*Document section*
═══
Approach of each phase. MR: MapReduce, DFS: Distributed File System.
Recently, lots of companies and organizations try to analyze large amount of business data and leverage extracted knowledge to improve their operations. This chapter discusses techniques for processing large-scale data. In this chapter, we propose two computing frameworks for large-scale data mining:
Tree structured data analysis framework, and
Parallel machine learning framework.
The first framework is for analysis phase, in which we find out how to utilize business data through trial and error. The proposed framework stores tree-structured data using vertical partitioning technique, and uses HadoopMapReduce for distributed computing. These methods enable to reduce disk I/O load, and to avoid computationally-intensive processing, such as grouping and combining of records.
The second framework is for model learning phase, in which we create predictive models using machine learning algorithms. The proposed framework is another implementation of MapReduce. The framework is designed to ease parallelization of machine learning algorithms and reduce calculation overheads for iterative procedures. The framework minimizes frequency of thread generation and termination, and keeps feature vectors in local memory and local disk during iteration.
We start with discussion on process of data utilization in enterprise and organization described in Figure 1. We suppose the data utilization process consists of the following phases.
Model learning phase
Model application phase
1.1. Pre-processing phase
Pre-processing phase consists of 2 steps:
Step 1-1 Cleansing
Step 1-2 Structuring
Firstly Step 1-1 removes incorrect values and secondly Step 1-2 transforms table-format data into tree-structured data. This pre-processing phase combines raw data from multiple data sources and creates tree-structured data in which records from multiple data sources are "joined".
Figure 2 illustrates an example of tree-structured server logs, in which the log data are grouped by each site at the top level. Site information consists of site ID (e.g. "site001") and a list of server information. Server information consists of server ID (e.g. "serv001"), average CPU usage (e.g. "ave-cpu:84.0%") and a list of detail records. Furthermore, a detail record consists of date (e.g. "02/05"), time (e.g. "10:20"), CPU usage (e.g. "cpu:92%") and memory usage (e.g. "mem:532MB").
If we store the data in table format, data grouping and data combining are repeatedly computed in analysis phase which comes after the pre-processing phase. Data grouping and data combining correspond "group-by" and "join" in SQL respectively. Note that the tree structure keeps the data be grouped and joined. In general when data size is large, the computation cost of data grouping and data combining becomes intensive. Therefore, we store data in tree structure format so that we avoid repetition of these computationally-intensive processing.
1.2. Analysis phase
Analysis phase finds out how to utilize the data through trial-and-error. In most situations the purpose of data analysis is not clear at an early stage of the data utilizatoin process. This is the reason why this early phase needs trial-and-error processes.
═══
*Dataset content*
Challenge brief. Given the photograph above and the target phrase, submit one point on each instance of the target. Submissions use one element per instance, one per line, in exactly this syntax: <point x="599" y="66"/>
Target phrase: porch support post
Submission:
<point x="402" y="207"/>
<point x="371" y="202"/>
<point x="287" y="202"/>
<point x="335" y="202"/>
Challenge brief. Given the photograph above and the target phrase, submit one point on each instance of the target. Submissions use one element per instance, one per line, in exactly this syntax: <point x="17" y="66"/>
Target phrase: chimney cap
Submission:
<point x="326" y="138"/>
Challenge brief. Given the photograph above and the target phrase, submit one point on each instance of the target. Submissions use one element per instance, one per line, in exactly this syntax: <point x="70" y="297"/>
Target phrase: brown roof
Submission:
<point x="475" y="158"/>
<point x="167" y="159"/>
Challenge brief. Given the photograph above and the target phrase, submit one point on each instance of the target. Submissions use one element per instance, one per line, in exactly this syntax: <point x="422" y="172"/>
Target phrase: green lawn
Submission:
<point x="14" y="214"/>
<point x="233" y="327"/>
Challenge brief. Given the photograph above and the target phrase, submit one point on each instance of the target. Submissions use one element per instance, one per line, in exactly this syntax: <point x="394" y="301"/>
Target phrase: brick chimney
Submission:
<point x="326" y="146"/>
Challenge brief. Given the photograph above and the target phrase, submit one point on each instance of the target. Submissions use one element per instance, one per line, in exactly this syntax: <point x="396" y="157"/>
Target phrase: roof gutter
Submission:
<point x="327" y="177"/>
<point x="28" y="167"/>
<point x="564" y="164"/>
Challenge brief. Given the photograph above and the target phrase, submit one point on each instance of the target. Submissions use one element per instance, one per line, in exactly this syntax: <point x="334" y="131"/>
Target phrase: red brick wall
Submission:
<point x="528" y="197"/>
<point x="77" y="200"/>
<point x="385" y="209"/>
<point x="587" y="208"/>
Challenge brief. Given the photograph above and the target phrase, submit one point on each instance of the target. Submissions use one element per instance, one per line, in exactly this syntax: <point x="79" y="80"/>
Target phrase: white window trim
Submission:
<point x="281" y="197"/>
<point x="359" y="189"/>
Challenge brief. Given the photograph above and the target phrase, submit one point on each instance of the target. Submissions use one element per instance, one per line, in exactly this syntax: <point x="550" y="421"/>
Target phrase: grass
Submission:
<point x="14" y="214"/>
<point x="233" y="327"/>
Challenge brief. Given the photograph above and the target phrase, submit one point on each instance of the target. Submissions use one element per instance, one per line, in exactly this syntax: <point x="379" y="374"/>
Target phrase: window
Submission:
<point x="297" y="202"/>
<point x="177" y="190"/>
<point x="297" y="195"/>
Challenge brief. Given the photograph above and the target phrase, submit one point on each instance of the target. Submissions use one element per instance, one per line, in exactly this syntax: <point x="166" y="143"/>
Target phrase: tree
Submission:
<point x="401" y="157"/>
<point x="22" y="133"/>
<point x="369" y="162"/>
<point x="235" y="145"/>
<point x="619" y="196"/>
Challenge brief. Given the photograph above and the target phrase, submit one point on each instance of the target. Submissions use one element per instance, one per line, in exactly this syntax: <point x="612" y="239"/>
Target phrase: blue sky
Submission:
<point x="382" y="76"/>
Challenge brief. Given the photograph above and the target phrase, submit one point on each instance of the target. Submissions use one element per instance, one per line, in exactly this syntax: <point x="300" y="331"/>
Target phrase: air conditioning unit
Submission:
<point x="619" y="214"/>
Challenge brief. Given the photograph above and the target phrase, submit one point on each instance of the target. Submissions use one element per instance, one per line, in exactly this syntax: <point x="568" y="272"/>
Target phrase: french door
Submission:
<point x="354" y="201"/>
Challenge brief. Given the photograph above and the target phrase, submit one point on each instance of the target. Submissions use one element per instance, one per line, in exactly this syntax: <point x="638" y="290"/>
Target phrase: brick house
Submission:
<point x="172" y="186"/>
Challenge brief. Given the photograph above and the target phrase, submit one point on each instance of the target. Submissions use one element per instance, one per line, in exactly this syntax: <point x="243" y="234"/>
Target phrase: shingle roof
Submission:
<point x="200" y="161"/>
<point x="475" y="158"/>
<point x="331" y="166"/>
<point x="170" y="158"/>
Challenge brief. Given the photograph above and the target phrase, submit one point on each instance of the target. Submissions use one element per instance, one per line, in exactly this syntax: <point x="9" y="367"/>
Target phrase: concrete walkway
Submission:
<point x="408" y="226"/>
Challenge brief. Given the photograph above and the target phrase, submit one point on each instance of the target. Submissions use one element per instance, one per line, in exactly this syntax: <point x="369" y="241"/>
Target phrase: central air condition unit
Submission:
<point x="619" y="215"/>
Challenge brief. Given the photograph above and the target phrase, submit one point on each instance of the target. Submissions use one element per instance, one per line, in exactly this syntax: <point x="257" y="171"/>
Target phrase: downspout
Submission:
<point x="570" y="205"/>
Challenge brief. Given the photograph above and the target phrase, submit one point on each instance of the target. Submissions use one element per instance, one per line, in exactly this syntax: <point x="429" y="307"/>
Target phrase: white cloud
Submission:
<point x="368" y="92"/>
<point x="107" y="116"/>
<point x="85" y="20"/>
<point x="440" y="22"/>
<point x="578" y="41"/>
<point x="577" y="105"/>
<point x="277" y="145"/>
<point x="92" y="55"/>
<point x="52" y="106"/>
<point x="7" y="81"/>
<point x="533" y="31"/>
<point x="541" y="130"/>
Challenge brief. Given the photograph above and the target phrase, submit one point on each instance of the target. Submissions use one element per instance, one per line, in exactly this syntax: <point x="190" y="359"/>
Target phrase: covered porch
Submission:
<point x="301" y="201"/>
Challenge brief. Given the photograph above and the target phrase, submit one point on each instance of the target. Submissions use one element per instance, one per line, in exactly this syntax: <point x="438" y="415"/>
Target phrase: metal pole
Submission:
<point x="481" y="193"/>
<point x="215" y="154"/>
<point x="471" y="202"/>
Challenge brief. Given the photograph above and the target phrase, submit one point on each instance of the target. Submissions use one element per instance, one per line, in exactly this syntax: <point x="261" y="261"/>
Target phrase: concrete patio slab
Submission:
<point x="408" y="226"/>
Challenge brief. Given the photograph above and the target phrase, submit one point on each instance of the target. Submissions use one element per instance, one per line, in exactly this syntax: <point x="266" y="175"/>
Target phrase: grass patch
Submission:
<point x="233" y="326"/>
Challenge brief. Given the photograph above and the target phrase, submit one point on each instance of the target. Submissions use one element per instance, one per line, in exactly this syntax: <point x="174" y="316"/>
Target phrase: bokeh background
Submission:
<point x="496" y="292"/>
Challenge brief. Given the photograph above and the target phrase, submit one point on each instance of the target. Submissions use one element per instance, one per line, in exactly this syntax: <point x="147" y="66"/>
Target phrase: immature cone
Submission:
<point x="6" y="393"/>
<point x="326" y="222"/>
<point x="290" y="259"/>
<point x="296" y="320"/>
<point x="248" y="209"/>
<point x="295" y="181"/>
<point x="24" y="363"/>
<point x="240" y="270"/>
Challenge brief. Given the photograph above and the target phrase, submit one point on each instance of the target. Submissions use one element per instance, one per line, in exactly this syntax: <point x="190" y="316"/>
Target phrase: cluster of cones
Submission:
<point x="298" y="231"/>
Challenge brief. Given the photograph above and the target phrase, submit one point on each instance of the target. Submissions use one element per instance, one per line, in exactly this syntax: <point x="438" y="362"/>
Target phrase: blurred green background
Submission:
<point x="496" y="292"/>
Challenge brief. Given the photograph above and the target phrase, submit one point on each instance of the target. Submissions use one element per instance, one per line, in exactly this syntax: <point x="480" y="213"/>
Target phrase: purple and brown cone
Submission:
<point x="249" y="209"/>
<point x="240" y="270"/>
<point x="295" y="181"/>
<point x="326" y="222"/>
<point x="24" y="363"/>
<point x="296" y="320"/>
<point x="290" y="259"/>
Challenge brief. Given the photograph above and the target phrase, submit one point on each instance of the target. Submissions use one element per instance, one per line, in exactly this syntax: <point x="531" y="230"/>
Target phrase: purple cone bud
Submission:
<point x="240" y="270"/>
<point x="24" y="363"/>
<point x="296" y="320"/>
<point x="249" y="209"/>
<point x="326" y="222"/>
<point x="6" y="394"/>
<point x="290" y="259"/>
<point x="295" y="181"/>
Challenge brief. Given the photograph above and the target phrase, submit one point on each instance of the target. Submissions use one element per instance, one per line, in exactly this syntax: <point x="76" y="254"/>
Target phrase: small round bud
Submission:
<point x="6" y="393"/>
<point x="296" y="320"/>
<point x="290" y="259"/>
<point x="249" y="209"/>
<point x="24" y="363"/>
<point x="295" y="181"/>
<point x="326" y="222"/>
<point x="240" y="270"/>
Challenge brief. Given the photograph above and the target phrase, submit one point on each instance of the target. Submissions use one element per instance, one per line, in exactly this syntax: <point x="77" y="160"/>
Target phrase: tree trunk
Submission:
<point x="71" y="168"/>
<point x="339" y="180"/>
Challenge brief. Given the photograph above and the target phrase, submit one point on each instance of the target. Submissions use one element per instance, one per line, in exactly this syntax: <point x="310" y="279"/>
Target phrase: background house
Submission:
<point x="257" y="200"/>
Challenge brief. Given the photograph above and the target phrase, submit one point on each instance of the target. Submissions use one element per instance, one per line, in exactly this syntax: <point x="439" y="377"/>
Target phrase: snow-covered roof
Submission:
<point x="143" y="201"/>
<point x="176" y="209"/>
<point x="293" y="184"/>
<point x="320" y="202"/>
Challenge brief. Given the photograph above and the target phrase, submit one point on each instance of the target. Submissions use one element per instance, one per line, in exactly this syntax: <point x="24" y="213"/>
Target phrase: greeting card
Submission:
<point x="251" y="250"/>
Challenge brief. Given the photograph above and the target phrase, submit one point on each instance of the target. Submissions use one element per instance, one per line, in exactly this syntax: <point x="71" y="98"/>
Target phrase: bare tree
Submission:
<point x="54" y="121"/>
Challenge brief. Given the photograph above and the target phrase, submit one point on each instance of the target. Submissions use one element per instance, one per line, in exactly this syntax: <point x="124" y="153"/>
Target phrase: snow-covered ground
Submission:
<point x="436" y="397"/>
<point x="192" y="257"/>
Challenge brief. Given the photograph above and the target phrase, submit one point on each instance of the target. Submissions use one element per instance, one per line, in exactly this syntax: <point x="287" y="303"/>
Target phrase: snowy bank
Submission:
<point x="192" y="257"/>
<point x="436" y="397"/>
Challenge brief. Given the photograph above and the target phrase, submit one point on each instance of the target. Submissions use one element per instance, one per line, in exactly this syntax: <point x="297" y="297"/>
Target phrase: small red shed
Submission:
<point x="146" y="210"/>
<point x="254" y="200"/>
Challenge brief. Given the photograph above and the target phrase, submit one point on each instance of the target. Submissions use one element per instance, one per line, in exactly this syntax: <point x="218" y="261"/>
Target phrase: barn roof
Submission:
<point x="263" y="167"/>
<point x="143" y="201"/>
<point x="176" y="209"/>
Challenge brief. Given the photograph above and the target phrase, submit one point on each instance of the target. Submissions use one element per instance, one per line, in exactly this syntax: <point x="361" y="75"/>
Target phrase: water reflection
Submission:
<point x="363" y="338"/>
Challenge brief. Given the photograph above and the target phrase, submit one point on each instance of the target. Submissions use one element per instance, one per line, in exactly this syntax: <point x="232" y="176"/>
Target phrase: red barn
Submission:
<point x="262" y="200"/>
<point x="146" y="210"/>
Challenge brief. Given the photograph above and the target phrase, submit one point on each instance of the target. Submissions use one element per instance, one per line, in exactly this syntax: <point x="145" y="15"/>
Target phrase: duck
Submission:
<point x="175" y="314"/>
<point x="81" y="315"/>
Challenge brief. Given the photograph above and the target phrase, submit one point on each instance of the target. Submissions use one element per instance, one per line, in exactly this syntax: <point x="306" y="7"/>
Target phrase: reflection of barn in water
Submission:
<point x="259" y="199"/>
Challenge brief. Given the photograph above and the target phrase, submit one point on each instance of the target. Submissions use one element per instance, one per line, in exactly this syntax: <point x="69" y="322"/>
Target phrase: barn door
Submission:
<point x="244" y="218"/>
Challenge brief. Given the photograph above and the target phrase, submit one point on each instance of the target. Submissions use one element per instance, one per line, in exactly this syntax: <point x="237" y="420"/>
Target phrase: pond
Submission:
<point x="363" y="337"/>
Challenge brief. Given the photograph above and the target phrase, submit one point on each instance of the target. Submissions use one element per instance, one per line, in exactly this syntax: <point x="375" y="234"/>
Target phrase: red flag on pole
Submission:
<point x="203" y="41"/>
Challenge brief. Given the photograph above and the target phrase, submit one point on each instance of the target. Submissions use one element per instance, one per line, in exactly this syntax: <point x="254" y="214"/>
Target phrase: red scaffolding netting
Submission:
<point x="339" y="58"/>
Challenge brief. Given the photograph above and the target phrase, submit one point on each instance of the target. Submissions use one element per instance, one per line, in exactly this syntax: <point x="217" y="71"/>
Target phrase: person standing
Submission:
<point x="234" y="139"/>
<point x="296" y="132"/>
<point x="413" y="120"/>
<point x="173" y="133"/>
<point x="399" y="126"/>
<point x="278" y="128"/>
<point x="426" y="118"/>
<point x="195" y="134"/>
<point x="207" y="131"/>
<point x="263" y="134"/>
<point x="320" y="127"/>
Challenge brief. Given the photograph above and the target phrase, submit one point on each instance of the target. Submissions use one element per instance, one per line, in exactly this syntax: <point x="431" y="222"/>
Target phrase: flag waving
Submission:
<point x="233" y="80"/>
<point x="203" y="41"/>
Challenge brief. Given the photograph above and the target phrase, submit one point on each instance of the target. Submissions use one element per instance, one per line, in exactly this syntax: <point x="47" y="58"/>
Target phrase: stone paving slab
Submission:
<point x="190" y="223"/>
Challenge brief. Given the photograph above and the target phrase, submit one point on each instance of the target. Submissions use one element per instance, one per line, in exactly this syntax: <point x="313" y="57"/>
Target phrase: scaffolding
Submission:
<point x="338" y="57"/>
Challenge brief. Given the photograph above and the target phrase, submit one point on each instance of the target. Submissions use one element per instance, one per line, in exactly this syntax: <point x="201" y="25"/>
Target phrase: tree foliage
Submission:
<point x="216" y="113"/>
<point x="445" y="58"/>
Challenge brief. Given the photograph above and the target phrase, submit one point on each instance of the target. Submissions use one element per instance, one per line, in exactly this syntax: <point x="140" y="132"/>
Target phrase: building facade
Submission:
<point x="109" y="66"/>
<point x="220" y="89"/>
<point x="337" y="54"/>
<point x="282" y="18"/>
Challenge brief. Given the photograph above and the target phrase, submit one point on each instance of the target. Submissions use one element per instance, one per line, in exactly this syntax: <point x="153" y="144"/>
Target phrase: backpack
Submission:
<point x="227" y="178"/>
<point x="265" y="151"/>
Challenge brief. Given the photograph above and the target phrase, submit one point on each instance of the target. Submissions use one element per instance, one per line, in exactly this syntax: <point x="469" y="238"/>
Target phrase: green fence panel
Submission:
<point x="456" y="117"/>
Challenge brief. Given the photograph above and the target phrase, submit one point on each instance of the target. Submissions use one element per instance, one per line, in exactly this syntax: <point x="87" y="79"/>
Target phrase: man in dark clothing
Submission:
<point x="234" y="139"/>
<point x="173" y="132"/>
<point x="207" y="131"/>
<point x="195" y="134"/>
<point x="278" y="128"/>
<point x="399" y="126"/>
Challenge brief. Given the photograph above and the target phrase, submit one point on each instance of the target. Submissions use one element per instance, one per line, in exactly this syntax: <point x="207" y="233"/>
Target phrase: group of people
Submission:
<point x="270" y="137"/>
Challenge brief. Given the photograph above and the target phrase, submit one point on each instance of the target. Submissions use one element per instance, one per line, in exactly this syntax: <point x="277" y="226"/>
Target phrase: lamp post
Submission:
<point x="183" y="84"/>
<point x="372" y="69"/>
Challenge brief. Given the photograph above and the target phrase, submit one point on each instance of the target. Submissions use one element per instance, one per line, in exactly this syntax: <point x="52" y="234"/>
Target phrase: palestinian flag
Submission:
═══
*Brief 1*
In the text on large-scale data mining, what does Step 1-2 of the pre-processing phase do?
*Brief 2*
Repeat the text on large-scale data mining word for word from "Recently, lots of" to "machine learning framework.".
The records have nothing to do with what comes next.

*Correct response 1*
It transforms table-format data into tree-structured data.

*Correct response 2*
Recently, lots of companies and organizations try to analyze large amount of business data and leverage extracted knowledge to improve their operations. This chapter discusses techniques for processing large-scale data. In this chapter, we propose two computing frameworks for large-scale data mining:
Tree structured data analysis framework, and
Parallel machine learning framework.